Excerpts from point annotation data:
[START]

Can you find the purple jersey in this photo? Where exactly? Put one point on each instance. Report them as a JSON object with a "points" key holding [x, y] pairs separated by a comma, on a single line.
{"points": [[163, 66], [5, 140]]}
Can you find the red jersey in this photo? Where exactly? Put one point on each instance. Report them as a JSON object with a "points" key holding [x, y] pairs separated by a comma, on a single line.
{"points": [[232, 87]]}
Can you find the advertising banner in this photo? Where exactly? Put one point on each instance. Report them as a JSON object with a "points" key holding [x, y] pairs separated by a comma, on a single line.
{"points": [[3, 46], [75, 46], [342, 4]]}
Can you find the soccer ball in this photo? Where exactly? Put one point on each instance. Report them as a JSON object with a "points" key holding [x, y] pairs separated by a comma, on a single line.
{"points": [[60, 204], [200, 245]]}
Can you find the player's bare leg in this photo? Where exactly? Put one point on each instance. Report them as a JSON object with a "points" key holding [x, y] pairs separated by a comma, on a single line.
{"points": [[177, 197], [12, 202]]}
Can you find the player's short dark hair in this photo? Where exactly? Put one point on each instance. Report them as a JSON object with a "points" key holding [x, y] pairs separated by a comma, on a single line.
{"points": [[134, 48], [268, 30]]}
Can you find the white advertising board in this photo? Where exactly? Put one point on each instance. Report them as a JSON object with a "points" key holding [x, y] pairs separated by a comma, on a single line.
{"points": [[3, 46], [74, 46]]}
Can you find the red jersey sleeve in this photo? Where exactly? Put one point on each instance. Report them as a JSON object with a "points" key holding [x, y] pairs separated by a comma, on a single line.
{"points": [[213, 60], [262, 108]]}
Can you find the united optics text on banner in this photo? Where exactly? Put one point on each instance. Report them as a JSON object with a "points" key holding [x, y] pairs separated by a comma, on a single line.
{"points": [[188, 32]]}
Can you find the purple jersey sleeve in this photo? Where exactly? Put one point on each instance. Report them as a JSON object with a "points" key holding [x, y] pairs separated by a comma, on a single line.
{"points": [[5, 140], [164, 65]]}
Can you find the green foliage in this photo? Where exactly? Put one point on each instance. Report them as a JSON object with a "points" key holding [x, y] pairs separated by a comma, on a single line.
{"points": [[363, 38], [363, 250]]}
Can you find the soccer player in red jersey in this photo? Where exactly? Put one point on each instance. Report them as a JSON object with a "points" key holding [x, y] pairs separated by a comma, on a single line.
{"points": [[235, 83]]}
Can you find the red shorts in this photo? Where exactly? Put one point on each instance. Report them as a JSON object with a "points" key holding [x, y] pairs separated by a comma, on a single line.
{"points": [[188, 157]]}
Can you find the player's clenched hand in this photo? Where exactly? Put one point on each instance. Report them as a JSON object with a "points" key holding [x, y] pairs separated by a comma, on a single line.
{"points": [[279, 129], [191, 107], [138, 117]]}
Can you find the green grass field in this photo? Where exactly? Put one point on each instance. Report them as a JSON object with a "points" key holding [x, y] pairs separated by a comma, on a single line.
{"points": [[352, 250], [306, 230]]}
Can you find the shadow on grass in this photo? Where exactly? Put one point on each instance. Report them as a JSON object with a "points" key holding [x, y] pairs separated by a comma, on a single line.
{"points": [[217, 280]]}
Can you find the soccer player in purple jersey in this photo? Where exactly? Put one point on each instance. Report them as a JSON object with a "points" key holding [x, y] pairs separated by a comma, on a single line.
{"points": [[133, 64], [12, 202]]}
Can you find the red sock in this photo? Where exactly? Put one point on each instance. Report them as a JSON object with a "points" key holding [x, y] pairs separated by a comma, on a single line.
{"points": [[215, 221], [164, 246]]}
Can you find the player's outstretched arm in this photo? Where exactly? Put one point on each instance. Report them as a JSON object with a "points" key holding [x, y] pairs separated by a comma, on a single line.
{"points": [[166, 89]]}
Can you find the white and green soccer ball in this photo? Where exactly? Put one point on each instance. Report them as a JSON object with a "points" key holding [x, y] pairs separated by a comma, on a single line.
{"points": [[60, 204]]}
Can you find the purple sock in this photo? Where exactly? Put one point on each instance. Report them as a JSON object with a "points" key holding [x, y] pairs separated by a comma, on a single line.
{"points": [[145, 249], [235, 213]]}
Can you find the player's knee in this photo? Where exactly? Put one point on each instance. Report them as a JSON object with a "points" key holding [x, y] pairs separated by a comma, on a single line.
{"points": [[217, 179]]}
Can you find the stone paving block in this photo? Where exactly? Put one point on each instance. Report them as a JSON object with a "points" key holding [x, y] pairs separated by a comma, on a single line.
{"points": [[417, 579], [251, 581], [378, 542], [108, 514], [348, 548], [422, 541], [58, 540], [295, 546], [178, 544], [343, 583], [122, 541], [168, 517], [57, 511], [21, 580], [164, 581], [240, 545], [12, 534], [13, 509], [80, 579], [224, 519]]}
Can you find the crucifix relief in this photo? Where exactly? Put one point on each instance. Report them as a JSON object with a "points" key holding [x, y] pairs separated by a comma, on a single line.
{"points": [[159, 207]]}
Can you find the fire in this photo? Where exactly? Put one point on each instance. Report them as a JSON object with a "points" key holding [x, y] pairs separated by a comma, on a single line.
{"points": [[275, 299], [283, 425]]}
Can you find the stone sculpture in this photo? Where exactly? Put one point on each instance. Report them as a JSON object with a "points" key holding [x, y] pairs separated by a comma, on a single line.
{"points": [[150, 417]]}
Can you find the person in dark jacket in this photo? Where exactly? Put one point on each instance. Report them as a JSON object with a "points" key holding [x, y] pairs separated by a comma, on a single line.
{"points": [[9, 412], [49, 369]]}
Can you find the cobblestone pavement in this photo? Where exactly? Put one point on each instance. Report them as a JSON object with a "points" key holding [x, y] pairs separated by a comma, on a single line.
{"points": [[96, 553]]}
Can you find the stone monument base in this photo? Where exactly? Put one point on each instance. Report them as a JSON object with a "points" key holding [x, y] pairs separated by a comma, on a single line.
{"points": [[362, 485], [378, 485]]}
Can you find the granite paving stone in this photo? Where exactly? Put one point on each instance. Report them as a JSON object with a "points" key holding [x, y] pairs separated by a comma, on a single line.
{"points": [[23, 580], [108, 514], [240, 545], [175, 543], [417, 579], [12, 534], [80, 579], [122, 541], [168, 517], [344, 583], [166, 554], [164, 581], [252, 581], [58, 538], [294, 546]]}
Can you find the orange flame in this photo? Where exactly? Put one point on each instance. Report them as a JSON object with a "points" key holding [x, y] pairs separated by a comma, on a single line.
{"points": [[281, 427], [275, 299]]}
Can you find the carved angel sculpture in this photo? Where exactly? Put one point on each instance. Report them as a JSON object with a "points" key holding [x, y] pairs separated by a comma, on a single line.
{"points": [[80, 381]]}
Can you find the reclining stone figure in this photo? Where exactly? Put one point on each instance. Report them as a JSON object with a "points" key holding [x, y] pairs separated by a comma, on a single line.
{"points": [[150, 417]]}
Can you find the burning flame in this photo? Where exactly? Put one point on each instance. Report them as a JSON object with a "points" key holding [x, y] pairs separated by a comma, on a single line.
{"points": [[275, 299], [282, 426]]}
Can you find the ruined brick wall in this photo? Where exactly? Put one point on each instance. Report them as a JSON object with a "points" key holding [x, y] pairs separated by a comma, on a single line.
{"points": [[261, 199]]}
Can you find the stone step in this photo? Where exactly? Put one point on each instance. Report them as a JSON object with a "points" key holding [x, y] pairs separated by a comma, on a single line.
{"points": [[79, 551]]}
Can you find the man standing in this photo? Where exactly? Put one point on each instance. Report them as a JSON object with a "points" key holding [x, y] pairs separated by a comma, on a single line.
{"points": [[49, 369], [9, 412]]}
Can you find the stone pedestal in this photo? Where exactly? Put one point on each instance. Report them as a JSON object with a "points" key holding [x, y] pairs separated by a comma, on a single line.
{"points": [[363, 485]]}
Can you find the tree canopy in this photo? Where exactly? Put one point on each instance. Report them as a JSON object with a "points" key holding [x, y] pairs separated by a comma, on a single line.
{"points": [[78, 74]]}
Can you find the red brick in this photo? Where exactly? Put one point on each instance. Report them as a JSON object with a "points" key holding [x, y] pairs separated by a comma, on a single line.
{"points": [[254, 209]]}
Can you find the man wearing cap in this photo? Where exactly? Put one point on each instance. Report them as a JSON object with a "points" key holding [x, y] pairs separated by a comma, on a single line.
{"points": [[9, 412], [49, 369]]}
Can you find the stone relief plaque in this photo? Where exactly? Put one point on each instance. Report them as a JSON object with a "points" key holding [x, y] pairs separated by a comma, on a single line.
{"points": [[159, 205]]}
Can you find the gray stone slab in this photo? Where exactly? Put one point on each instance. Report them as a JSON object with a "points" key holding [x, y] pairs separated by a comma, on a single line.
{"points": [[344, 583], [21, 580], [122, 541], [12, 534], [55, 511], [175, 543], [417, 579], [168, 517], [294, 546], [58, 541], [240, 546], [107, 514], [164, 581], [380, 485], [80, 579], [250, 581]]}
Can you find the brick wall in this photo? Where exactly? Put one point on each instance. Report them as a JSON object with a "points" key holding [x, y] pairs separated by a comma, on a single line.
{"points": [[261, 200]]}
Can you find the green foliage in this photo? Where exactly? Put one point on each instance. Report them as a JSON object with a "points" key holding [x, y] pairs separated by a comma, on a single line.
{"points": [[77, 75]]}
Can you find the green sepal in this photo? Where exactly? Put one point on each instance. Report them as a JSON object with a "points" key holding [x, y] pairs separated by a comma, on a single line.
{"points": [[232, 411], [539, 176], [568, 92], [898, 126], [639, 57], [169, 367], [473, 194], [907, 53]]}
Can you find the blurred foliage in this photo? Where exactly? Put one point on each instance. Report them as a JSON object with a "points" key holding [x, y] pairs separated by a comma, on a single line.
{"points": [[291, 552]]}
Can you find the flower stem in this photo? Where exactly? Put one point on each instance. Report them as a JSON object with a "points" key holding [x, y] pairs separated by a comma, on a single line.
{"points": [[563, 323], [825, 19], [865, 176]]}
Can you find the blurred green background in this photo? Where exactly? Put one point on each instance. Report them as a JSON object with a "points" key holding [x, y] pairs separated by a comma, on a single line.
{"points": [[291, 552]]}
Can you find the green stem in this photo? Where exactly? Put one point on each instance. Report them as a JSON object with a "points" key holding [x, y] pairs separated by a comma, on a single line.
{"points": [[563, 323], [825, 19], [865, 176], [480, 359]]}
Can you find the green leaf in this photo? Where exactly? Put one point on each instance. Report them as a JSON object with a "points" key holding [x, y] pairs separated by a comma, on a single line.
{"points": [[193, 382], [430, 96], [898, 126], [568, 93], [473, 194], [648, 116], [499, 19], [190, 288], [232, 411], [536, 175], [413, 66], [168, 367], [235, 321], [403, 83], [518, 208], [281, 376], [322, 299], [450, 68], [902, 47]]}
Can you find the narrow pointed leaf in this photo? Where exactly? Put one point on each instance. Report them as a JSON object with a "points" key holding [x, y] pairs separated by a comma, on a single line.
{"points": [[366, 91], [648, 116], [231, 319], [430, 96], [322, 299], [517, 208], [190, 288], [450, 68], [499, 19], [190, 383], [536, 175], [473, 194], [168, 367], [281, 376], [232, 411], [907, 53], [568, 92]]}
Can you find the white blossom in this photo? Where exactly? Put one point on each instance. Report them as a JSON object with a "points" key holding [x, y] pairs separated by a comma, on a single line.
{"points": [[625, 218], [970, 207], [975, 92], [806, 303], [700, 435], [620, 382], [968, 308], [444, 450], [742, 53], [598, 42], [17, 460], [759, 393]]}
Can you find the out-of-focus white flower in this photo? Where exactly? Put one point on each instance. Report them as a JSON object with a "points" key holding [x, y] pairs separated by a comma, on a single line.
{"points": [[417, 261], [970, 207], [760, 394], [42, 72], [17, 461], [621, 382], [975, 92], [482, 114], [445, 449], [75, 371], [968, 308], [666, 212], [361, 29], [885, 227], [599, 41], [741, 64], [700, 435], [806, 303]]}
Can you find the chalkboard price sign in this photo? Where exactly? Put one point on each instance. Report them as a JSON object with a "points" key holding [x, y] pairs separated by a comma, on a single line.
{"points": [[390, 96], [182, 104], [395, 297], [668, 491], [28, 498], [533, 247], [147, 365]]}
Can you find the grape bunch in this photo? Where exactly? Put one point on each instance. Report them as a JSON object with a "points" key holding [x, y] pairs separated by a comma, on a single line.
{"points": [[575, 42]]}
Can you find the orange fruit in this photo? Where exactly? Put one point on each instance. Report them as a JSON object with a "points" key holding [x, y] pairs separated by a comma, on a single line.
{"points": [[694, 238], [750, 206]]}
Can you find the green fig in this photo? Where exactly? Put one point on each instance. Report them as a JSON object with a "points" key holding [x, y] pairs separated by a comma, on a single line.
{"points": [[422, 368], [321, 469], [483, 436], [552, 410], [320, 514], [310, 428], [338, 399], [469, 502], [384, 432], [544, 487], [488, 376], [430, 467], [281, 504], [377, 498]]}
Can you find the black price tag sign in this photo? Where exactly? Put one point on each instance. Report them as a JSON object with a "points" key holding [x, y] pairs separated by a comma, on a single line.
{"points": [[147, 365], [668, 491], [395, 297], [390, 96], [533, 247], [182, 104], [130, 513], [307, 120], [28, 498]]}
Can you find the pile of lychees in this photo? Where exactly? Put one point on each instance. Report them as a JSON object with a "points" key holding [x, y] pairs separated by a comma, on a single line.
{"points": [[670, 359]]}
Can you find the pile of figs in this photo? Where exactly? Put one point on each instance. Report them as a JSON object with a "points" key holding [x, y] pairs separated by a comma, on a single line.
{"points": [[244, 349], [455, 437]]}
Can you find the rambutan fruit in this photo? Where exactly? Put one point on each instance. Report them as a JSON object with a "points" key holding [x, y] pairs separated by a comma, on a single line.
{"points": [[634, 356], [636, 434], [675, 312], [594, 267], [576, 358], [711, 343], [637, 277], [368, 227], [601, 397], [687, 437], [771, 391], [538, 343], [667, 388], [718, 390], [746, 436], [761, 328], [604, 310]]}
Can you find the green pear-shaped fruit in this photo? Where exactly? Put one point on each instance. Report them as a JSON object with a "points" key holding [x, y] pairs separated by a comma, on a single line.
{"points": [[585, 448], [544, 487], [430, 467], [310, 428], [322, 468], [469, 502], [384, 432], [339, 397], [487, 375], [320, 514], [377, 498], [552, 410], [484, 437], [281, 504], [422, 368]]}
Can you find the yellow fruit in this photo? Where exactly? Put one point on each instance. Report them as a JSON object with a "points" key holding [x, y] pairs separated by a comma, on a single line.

[END]

Reproduce exactly, with nothing added, the lines from the one that contains "Can you find the rambutan" to the end of the data.

Can you find the rambutan fruit in this photo? Where exactly? Put one point on each instance. Report them as a JSON object with a "points" key holding [x, y] pairs separated by a comma, on a single line.
{"points": [[634, 356], [636, 434], [675, 312], [594, 267], [576, 358], [711, 343], [637, 277], [368, 227], [601, 397], [687, 437], [771, 391], [538, 343], [667, 388], [718, 390], [746, 436], [761, 328], [604, 310]]}
Can you find the green pear-shaped fruit in this photo? Where exactly? Put one point on each instance. Report them as a JSON object with a "points" key holding [x, y] pairs separated by a comma, on a single line.
{"points": [[585, 448], [544, 487], [430, 467], [310, 428], [322, 468], [469, 502], [384, 432], [339, 397], [487, 375], [320, 514], [377, 498], [552, 410], [484, 437], [281, 504], [422, 368]]}
Can you find the yellow fruit in this photo? Where exactly? Put one point on each instance. Report them as a JSON object with a "points" key holding [x, y] pairs separated by a comma, on a single line.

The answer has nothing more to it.